▶ Instruction 1
Answer these questions about the data preprocessing notebook, one answer per line, marked like the questions:
(a) In which directory are the final processed train, validation and testing files saved?
(b) What happens to the temporary directory for intermediate results once the preprocessing is done?
(c) Which links are not part of the dataset that contains all property definitions for entity pairs?
>> begin Reading text
# Data Preprocessing

This notebook performs and documents the data preprocessing. The final results are a training, validation and testing dataset that can be used for training models in the next stage.

In [None]:
import os
import shutil
import pandas as pd
from data_preprocessing_utility import remove_entity_pairs, filter_properties, filter_entities, split_dataset, concat_files

In [None]:
# file paths to the initial unprocessed files
filepath_mw_bs = "data/exported_data/mutual_wikilinks_properties_both_sides.csv"
filepath_mw_os = "data/exported_data/mutual_wikilinks_properties_one_side.csv"
filepath_mw_no_props = "data/exported_data/mutual_wikilinks_no_properties.csv"
filepath_remaining_triples = "data/raw_data/mappingbased-objects_lang=en.ttl"
filepath_types = "data/raw_data/instance-types_inference=transitive_lang=en.ttl"

# file path of the file containing the filtered subset of property types
filepath_filtered_prop_types = "data/processed_data/filtered_property_types.csv"

# directory where the final processed train, validation and testing files are saved
results_dir_filepath = "data/processed_data/"
if not os.path.isdir(results_dir_filepath):
    os.mkdir(results_dir_filepath)

# create temporary directory for saving intermediate results
# this directory including the files containing intermediate results will be deleted after the proprocessing is done
temp_dir_filepath = "data/temp/"
if not os.path.isdir(temp_dir_filepath):
    os.mkdir(temp_dir_filepath)

## Remove Entity Pairs that Appear in the Mutually Wikilinked Properties Dataset

Entity pairs that appear in the mutually wikilinked properties datasets should be seperated from the remaining properties. The following code removes all triples of entity pairs that appear in the mutually wikilinked datasets from the dataset that contains all property definitions for entity pairs (except for wikilinks which are not part of this dataset and are not included here).

In [None]:
# remove entitiy pairs that appear in dataset of mutual wikilinks with both-sided properties
remove_entity_pairs(
    dataset_filepath=filepath_remaining_triples,
    pairs_dataset_filepath=filepath_mw_bs,
    processed_dataset_filepath=temp_dir_filepath+"remaining_triples_no_mw_1.csv",
    dataset_filetype="ttl",
)

In [None]:
# remove entitiy pairs that appear in dataset of mutual wikilinks with one-sided properties
remove_entity_pairs(
    dataset_filepath=temp_dir_filepath+"remaining_triples_no_mw_1.csv",
    pairs_dataset_filepath=filepath_mw_os,
    processed_dataset_filepath=temp_dir_filepath+"remaining_triples_no_mw_2.csv",
)
>> end Reading text
▶ Instruction 2
Rewrite part of the rows with "Locations" substituted for "Coordinates", keeping everything else the same. Begin at the line that has "[locate] the subsidiary seconds dial", stop after the line that has "<point>312,616</point>", and return only those lines.
>> begin Supplied records
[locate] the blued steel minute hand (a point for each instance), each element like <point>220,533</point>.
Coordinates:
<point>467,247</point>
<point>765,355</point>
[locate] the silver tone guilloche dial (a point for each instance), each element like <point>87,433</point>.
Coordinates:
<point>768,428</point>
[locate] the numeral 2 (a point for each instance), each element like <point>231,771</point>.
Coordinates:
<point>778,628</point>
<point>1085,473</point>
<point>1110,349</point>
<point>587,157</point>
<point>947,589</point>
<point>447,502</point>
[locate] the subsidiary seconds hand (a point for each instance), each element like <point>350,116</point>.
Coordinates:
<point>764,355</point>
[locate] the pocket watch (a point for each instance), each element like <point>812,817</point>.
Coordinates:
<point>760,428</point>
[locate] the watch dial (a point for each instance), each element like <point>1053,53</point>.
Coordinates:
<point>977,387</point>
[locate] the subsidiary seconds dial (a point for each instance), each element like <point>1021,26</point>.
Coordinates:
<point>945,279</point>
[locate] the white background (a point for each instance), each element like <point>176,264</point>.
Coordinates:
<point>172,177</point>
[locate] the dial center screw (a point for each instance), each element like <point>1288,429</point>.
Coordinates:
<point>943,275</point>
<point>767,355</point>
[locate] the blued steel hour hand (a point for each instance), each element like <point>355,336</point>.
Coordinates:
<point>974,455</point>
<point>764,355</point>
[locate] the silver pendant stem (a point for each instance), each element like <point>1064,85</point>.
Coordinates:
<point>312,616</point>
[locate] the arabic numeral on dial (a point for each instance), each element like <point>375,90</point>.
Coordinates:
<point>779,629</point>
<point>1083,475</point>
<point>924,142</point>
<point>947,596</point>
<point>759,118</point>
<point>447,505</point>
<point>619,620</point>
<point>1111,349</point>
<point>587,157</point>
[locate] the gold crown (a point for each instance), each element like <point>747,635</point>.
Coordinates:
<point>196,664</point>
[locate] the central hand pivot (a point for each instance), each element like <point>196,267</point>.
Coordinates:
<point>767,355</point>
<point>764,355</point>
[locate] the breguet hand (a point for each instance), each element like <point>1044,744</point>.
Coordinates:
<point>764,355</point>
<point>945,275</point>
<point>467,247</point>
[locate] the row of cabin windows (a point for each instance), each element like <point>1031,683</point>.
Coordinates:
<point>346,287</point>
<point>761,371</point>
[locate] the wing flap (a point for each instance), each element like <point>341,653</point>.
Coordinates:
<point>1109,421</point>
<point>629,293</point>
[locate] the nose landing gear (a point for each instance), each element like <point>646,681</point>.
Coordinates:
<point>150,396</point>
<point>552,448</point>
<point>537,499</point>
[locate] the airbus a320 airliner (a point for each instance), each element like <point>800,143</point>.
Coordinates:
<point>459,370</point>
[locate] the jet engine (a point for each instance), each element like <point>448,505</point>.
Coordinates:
>> end Supplied records
▶ Complete output 1
(a) data/processed_data/
(b) It is deleted, along with the files containing intermediate results.
(c) Wikilinks

▶ Complete output 2
[locate] the subsidiary seconds dial (a point for each instance), each element like <point>1021,26</point>.
Locations:
<point>945,279</point>
[locate] the white background (a point for each instance), each element like <point>176,264</point>.
Locations:
<point>172,177</point>
[locate] the dial center screw (a point for each instance), each element like <point>1288,429</point>.
Locations:
<point>943,275</point>
<point>767,355</point>
[locate] the blued steel hour hand (a point for each instance), each element like <point>355,336</point>.
Locations:
<point>974,455</point>
<point>764,355</point>
[locate] the silver pendant stem (a point for each instance), each element like <point>1064,85</point>.
Locations:
<point>312,616</point>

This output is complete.